* **Source excerpt**:
I think it’s important to reiterate that “production” is an umbrella term, covers everything from big budget feature films, to corporate, education, YouTube and TikTok. Tools designed for high end feature film production, usually with large crews, are probably not going to be at all relevant to a Tom Scott producing informational videos on YouTube! Solo, and small production crews will benefit most from their efforts being amplified by ML, while the immediate affect on the next Marvel blockbuster will be negligible.
In between there are lots of exciting developments. Google had a research project in 2017 that automatically pick the best angle from a multicam shoot, or direct a single camera to stay on the subject. Carnegie Melon and Disney Research have a project that edits from among the many cameras at an event – “social cameras.”
More practically, there’s a slew of new smart camera mounts for consumers that track an individual and keep them on camera. One of the new features of Apple’s iPad Pro announced April 2021 is called Center Stage and the camera will automatically track one or two people in the images, and frame accordingly.
There are smart drones that are being trained to better follow performers, or even having autonomous drones do all the filming!
Then there is the question of what exactly is “production?” If we can create synthetic actors in synthetic sets, is that still production?

* **Work to do**:
(a) The passage on machine learning in video production says "production" is an umbrella term. List every kind of production it names as falling under that term.
(b) Reproduce the passage on machine learning in video production word for word, from "More practically, there’s" to "all the filming!".
The items after this passage are separate material.

* **Material shown**:
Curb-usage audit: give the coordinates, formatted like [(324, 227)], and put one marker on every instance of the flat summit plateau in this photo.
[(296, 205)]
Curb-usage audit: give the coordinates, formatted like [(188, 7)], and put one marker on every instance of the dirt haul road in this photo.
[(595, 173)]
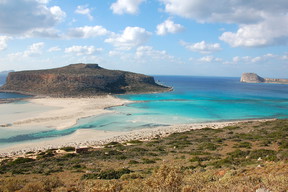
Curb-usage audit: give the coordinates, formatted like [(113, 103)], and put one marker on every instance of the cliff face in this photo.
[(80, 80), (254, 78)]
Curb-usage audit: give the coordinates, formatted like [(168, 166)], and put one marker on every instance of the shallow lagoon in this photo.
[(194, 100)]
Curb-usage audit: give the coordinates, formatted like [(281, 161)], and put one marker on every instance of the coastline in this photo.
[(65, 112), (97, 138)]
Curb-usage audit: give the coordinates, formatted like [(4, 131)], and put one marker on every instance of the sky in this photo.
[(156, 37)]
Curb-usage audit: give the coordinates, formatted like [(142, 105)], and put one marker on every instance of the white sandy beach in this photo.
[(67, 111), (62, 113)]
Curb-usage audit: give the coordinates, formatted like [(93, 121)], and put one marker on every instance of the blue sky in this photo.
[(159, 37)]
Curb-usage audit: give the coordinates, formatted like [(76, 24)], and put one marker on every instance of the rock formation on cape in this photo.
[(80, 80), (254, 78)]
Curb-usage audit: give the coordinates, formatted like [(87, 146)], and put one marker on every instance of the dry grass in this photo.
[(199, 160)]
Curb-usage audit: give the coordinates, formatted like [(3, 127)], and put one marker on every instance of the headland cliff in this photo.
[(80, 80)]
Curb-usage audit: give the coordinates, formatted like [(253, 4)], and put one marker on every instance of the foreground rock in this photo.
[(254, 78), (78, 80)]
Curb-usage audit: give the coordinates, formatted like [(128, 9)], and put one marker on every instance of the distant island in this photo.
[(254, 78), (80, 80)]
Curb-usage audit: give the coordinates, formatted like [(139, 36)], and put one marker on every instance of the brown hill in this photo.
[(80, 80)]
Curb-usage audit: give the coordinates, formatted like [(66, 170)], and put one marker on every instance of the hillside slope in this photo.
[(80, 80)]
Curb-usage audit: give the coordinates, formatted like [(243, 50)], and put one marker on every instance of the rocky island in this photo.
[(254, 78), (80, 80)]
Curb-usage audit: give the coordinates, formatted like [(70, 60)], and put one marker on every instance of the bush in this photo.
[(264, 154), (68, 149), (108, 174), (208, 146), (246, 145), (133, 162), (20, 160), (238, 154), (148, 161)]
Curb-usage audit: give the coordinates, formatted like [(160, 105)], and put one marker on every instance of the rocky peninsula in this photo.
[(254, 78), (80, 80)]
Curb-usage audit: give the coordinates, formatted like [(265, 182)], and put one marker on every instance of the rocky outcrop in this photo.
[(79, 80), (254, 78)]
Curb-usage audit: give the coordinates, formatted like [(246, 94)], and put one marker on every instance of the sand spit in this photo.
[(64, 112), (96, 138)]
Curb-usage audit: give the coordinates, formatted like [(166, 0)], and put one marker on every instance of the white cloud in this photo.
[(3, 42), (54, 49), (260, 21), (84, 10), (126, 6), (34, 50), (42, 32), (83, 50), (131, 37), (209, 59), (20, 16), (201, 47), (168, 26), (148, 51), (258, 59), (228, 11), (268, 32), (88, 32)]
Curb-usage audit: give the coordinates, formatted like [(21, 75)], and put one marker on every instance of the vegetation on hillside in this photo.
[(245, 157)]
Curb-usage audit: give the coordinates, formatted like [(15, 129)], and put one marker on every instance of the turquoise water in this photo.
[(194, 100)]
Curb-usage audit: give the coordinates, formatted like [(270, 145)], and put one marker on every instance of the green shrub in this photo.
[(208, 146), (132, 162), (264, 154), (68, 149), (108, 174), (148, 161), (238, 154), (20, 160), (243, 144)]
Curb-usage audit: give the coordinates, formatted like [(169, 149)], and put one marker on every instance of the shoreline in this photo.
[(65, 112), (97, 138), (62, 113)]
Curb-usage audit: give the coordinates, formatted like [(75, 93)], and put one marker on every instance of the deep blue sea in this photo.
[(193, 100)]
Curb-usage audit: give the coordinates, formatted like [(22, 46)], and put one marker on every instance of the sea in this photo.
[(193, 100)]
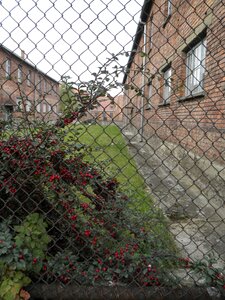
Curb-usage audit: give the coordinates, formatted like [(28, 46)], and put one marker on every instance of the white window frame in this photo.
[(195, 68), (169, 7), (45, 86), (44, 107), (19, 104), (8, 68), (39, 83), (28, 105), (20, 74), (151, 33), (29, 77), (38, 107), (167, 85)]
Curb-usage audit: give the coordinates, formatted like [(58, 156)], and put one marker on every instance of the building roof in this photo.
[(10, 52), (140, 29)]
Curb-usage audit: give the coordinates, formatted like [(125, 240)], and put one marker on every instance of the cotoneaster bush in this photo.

* **Complete answers**:
(a) Big budget feature films, corporate, education, YouTube, and TikTok.

(b)
More practically, there’s a slew of new smart camera mounts for consumers that track an individual and keep them on camera. One of the new features of Apple’s iPad Pro announced April 2021 is called Center Stage and the camera will automatically track one or two people in the images, and frame accordingly.
There are smart drones that are being trained to better follow performers, or even having autonomous drones do all the filming!